**Written problem 1:**
Render this sentence from the passage on language and social power into Spanish: "Over the last 5,000 years, linear written language and convenient interpretation have played a big role in amplifying social power gradients."
**Written problem 2:**
Transcribe part of the passage on language and social power, beginning at the words that have "Written language is" and stopping after "very different languages.".

**Extract provided:**
┄┄┄┄┄┄┄┄┄┄┄┄┄┄┄┄┄┄┄┄
And yet, we live in a world where human social affairs, across all levels of scale, are dominated by a one-dimensional metric. Some still recognise that there is “life out there” beyond finance, but our minds have been warped by the extensive exposure to a one-dimensional metric.
Language
Over the last 5,000 years, linear written language and convenient interpretation have played a big role in amplifying social power gradients.
In Aotearoa a group of Maori scholars have produced an excellent 400 page report, comparing the English and Maori version of the Treaty of Waitangi, meticulously uncovering all the linguistic techniques that were used by the British Crown to create and then maintain the illusion of a partnership between equals.
Written language is frequently used to distract from the ambiguities of linear narratives, creating wriggling room for convenient interpretations, especially when key details can be hidden by exploiting the semantic blind spots created by the translation between two very different languages.
Stepping back, looking across all empire building civilisations, the collective learning disability induced by powered-up social relationships can be traced to the following ways of systematically distorting and dismissing lived experiences:
- Oversimplification by reducing complex problem spaces to a much lower (one!) dimensional space. This is the commonality across all pyramidal systems of power – there is one perspective that dominates over all others.
- Inducing a systemic power differential by distorting the oversimplified one dimensional metric with the notion of “interest”. This is the religion of economics.
- Watering down the precautionary principle via cognitive blind spots created by the arbitrary “normalising” cut-off points of the bell curve in the social realm. Example: entire island nations completely get ignored until they are doomed. Their local existence is deemed “insignificant” in relation to what happens in the so-called “real”, i.e. the big “normative” world where all decisions are made. This is the scientism that is blooming in the era of big junk data.
- Systematically exploiting the ambiguities of linear narratives by nominating a convenient “authority” for interpretation. For a current example, we only need to look at the way Julian Assange is treated by the British Crown. I remember growing up in a world that had Soviet dissidents. This century the United States are producing American dissidents. Power always corrupts. The Anglosphere is “leading” the world in legal engineering and perception management.
┄┄┄┄┄┄┄┄┄┄┄┄┄┄┄┄┄┄┄┄
**Information provided:**
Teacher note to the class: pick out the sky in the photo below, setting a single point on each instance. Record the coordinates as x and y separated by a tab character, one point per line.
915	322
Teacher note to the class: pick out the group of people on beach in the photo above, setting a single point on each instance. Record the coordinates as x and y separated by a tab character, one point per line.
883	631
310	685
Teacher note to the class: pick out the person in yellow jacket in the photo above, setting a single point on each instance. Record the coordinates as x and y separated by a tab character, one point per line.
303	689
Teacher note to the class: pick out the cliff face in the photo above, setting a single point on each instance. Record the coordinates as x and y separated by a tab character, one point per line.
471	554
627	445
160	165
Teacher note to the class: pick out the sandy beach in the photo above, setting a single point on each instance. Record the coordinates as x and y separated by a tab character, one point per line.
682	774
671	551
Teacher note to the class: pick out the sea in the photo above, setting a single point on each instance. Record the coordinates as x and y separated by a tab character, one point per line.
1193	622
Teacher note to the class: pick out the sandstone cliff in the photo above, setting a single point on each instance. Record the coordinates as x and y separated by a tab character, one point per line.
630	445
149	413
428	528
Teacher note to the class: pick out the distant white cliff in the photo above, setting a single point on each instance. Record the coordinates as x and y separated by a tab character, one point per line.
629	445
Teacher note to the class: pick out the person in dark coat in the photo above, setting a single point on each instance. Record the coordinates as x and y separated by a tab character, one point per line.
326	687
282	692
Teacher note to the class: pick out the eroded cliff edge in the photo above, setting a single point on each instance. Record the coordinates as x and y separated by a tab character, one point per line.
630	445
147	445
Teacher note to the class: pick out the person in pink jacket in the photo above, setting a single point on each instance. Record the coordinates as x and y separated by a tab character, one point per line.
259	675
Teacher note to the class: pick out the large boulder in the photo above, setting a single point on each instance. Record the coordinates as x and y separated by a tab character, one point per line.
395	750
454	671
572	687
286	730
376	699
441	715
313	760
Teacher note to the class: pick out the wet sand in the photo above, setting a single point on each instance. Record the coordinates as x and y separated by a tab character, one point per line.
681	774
┄┄┄┄┄┄┄┄┄┄┄┄┄┄┄┄┄┄┄┄
**Task response 1:**
Durante los últimos 5.000 años, el lenguaje escrito lineal y la interpretación conveniente han desempeñado un papel importante en la amplificación de los gradientes de poder social.

**Task response 2:**
Written language is frequently used to distract from the ambiguities of linear narratives, creating wriggling room for convenient interpretations, especially when key details can be hidden by exploiting the semantic blind spots created by the translation between two very different languages.